DATA FOR THIS TASK:

◆ ◆ ◆

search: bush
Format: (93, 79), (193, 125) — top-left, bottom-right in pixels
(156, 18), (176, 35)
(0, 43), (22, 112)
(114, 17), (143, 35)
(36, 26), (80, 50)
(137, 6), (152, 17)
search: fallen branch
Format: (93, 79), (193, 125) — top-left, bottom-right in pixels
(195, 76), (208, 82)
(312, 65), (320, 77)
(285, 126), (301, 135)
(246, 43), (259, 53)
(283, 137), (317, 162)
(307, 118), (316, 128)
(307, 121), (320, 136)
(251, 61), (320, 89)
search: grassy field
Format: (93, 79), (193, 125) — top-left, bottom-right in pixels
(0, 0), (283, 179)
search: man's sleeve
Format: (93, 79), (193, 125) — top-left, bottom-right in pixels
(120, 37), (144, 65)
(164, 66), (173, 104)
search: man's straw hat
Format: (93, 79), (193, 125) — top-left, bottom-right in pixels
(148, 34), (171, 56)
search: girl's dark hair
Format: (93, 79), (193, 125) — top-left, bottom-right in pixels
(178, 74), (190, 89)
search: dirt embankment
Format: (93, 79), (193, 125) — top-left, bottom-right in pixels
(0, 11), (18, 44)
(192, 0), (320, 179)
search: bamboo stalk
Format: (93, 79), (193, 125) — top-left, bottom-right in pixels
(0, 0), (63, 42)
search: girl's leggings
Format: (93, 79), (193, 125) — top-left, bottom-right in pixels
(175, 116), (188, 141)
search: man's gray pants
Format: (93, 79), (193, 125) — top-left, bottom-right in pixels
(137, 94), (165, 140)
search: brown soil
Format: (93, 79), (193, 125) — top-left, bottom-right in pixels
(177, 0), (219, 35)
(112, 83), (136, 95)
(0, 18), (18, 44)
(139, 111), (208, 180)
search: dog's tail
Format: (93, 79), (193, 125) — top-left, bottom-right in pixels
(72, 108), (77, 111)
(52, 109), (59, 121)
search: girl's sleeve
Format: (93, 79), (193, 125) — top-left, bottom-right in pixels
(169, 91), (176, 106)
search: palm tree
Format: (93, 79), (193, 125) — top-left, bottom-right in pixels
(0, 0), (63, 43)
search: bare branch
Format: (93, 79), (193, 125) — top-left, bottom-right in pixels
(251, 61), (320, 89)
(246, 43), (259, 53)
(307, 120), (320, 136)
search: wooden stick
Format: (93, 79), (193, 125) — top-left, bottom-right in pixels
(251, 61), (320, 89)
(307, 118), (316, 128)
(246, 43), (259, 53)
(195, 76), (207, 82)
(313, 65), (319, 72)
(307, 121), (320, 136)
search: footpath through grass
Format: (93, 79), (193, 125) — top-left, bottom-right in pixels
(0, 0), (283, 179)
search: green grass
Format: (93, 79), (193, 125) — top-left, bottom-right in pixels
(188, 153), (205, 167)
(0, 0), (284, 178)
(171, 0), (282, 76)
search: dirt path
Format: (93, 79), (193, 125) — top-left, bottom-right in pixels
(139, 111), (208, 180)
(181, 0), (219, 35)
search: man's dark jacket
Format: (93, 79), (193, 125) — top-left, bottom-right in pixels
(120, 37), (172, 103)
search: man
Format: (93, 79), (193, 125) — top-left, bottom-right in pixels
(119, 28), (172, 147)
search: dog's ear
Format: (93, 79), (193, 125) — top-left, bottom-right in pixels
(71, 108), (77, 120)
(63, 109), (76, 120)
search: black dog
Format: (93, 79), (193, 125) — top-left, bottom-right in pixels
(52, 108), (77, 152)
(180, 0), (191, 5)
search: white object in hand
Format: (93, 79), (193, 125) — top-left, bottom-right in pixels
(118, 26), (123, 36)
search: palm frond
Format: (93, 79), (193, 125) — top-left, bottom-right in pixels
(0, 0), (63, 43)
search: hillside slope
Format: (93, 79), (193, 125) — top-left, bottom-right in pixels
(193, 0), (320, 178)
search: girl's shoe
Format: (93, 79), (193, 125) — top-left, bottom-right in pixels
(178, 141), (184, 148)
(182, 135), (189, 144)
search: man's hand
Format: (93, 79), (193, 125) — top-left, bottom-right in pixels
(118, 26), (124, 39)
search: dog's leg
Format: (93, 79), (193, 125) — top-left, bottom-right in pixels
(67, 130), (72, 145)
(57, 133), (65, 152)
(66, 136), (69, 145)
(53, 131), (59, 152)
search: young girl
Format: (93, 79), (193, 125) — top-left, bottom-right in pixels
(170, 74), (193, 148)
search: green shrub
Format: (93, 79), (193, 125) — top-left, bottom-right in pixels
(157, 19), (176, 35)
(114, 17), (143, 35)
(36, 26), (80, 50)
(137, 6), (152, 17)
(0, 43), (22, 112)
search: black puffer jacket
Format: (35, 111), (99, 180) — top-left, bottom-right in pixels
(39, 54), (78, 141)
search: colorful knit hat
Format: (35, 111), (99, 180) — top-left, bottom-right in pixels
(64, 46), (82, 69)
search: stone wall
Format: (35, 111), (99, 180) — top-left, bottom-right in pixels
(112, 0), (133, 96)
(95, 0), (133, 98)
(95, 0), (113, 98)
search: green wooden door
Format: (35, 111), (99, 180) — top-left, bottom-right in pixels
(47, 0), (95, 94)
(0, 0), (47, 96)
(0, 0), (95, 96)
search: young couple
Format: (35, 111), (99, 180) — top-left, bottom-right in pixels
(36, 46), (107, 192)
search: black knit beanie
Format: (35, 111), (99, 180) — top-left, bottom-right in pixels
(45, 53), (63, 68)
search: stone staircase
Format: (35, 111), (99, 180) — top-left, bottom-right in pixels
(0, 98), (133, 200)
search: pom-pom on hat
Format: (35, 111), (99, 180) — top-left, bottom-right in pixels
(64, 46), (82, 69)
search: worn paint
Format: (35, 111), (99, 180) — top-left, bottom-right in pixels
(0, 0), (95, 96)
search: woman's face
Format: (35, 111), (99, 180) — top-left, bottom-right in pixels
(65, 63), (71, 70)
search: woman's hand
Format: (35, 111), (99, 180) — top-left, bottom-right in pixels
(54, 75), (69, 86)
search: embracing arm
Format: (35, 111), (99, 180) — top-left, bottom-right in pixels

◆ ◆ ◆

DESCRIPTION OF THE TASK:
Give nothing except how many lines of the records include "dirt".

EXERCISE ANSWER:
2